BEGIN TEXT SEGMENT

Genre: Nonfiction, Memoir, Essays
My Review - 4 Stars
The first few chapters were more academic in tone, which can be harder for me as a reader. But then Bernard delved more into her story and I was blown away.
This is not a linear memoir and the stories aren’t always connected in obvious ways. But they do have power and I’m very glad I read each essay. Towards the end, Bernard notes: “In every scar there’s a story. The salve is the telling itself.” And I think that sums up this book rather well. It’s not just Bernard’s story but that of her mother and grandmother. She explores her and their experiences as Black women, as well as her perspective as a professor of African American Studies. I tend to favor more intimate stories compared to an academic approach but I still learned from the more clinical chapters.
The chapters exploring infertility and adoption especially stood out to me. Her perspective as Black American woman and her white husband adopting internationally is invaluable. The twins’ adoption story was wild! There were so many layers and they’re spread out through the book in a way that really works, honing in on the details as needed and then zooming out for a more global perspective. Bernard and her husband approach the adoption that stands out from many of the narratives out there. “Some stories about adoption emphasize poverty or lack; a child unwanted or abandoned, a lost history. The stories we tell our girls are about bounty. You are adored on two continents, I tell them.”

END TEXT SEGMENT

### [WHAT YOU WILL DO]
• a. In the review of Bernard's memoir, which chapters especially stood out to the reviewer?
• b. Reproduce the review of Bernard's memoir, starting at "Genre: Nonfiction, Memoir, Essays" and ending at "was blown away.".
• c. Resume the review of Bernard's memoir after its last sentence.

BEGIN RECORDED INFORMATION

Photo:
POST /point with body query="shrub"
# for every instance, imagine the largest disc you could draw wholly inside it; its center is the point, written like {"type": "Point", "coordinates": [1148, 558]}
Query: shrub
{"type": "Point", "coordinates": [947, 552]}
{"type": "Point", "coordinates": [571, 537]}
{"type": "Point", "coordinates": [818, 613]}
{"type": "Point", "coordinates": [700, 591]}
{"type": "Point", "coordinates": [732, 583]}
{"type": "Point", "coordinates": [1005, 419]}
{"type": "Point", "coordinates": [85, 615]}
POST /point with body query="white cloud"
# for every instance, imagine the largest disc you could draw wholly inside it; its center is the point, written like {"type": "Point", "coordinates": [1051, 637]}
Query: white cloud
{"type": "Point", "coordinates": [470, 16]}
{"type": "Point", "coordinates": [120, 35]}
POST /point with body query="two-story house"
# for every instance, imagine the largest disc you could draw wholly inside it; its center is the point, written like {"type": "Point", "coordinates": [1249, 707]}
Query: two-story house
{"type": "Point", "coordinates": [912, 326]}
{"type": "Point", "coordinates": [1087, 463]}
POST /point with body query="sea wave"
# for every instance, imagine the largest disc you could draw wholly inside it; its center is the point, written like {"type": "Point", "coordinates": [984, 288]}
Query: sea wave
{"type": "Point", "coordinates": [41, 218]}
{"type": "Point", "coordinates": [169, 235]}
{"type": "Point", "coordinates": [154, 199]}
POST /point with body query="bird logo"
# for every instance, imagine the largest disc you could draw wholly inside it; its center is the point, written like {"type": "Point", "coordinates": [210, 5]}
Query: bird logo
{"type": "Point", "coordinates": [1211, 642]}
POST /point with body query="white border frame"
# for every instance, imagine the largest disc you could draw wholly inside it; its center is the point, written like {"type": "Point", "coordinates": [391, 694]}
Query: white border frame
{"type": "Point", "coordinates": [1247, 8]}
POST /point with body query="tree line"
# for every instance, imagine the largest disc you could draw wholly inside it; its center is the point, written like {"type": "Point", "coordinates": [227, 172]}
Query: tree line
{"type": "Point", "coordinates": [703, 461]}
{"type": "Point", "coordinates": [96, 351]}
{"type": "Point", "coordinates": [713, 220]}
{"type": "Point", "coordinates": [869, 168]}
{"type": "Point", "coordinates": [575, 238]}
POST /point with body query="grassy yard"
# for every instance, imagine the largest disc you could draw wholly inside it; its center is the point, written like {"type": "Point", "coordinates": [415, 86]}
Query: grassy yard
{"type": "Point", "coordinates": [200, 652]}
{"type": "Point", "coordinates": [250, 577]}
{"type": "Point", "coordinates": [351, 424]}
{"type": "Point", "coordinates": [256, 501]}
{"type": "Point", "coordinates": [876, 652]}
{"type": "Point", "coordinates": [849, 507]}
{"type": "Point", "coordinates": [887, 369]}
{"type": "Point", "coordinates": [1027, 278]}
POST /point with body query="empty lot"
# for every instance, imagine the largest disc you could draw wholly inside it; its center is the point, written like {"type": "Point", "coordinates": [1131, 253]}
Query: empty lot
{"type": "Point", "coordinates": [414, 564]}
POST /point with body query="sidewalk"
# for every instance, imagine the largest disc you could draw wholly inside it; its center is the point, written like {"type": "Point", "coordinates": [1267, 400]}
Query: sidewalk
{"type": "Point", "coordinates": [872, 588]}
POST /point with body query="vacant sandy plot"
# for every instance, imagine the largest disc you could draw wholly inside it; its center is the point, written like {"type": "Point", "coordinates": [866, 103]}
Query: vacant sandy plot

END RECORDED INFORMATION

### [ANSWERS PROVIDED]
• a. The chapters exploring infertility and adoption.

• b.
Genre: Nonfiction, Memoir, Essays
My Review - 4 Stars
The first few chapters were more academic in tone, which can be harder for me as a reader. But then Bernard delved more into her story and I was blown away.

• c.
I also really liked the way she interrogated her choice to live in Vermont. What works, what doesn’t. The questions she’s asked herself for years. Vermont’s pluses, as well as it’s difficulties for her as a person of color. She also looks at the concept of home and as someone who is still figuring that out, it really resonated with me. I’ll be thinking about this book for some time.
A note of caution: Bernard does spend the first chapter discussing being stabbed by a stranger. It was not racially motivated. She does go into detail about what happened and the aftermath of her recovery.
Additional CW: racism, microaggressions, references to lynching
Synopsis
An extraordinary, exquisitely written memoir (of sorts) that looks at race--in a fearless, penetrating, honest, true way--in twelve telltale, connected, deeply personal essays that explore, up-close, the complexities and paradoxes, the haunting memories and ambushing realities of growing up black in the South with a family name inherited from a white man, of getting a PhD from Yale, of marrying a white man from the North, of adopting two babies from Ethiopia, of teaching at a white college and living in America's New England today.
"I am black--and brown, too," writes Emily Bernard. "Brown is the body I was born into. Black is the body of the stories I tell."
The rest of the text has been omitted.